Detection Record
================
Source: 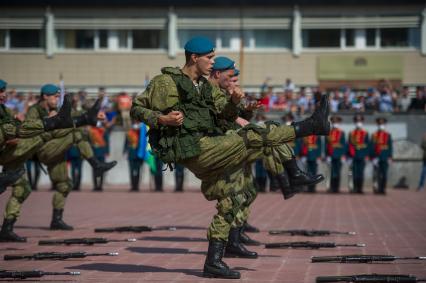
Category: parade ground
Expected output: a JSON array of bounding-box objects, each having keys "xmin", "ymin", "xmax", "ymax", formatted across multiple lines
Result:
[{"xmin": 0, "ymin": 187, "xmax": 426, "ymax": 283}]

+++

# Direction:
Rewrite the rows above with "parade ground" swapped for "drill field", changing nothing else. Leave out the pictures.

# Solution below:
Detection Record
================
Source: 
Category: drill field
Expected output: a JSON array of bounding-box objects, each having keys "xmin", "ymin", "xmax", "ymax", formatted across multiple lines
Result:
[{"xmin": 0, "ymin": 187, "xmax": 426, "ymax": 283}]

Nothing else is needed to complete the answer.